WHAT YOU NEED TO DO -
Repeat the lines of the listing below, starting at the line that contains "target | green vegetation on cliff" and stopping after the line that contains "(519, 1046)". Reproduce no other lines.

AVAILABLE RECORDS -
* Begin *

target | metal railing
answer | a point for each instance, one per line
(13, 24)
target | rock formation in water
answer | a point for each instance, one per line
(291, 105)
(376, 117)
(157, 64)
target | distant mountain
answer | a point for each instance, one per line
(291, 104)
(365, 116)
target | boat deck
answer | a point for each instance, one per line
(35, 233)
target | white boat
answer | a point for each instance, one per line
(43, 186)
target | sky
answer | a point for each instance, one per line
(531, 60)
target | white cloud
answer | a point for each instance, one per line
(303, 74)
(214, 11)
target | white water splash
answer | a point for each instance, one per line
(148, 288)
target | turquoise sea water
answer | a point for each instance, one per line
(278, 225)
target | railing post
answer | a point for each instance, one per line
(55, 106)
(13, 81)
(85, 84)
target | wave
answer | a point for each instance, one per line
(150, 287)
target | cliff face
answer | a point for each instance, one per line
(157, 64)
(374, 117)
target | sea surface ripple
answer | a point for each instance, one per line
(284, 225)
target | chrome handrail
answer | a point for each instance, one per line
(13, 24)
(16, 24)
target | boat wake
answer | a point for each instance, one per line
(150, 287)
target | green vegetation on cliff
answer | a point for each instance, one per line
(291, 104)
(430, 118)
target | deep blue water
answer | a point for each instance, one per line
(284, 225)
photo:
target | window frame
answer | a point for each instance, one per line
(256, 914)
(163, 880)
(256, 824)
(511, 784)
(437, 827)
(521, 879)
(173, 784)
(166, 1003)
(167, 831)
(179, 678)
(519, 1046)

* End *
* Begin *

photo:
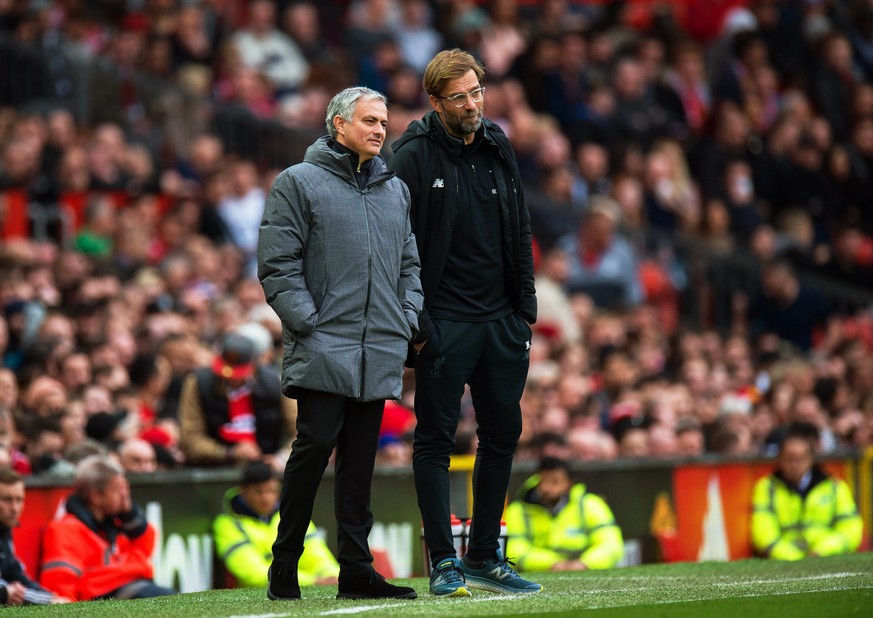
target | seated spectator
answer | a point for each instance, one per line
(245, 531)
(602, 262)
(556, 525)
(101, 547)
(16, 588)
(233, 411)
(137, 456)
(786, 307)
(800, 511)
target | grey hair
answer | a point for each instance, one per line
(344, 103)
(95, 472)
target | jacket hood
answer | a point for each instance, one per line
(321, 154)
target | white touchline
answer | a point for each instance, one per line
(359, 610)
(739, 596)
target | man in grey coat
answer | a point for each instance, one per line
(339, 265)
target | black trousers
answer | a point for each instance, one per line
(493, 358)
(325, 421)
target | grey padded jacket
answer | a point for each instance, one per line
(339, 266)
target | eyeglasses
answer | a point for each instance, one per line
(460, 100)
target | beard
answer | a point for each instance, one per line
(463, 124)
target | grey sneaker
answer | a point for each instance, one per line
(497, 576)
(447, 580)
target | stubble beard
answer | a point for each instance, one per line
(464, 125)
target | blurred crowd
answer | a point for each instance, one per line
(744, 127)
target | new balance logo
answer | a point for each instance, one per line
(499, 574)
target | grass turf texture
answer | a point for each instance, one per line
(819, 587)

* End *

EXERCISE SOLUTION -
target | green vegetation on cliff
answer | a point for each instance, one per line
(291, 104)
(430, 118)
target | deep blue water
answer | a point for each instance, one per line
(284, 225)
photo:
target | window frame
answer | a point for each instance, one per line
(256, 914)
(163, 880)
(256, 824)
(511, 784)
(437, 827)
(521, 879)
(173, 784)
(166, 1003)
(167, 831)
(179, 678)
(519, 1046)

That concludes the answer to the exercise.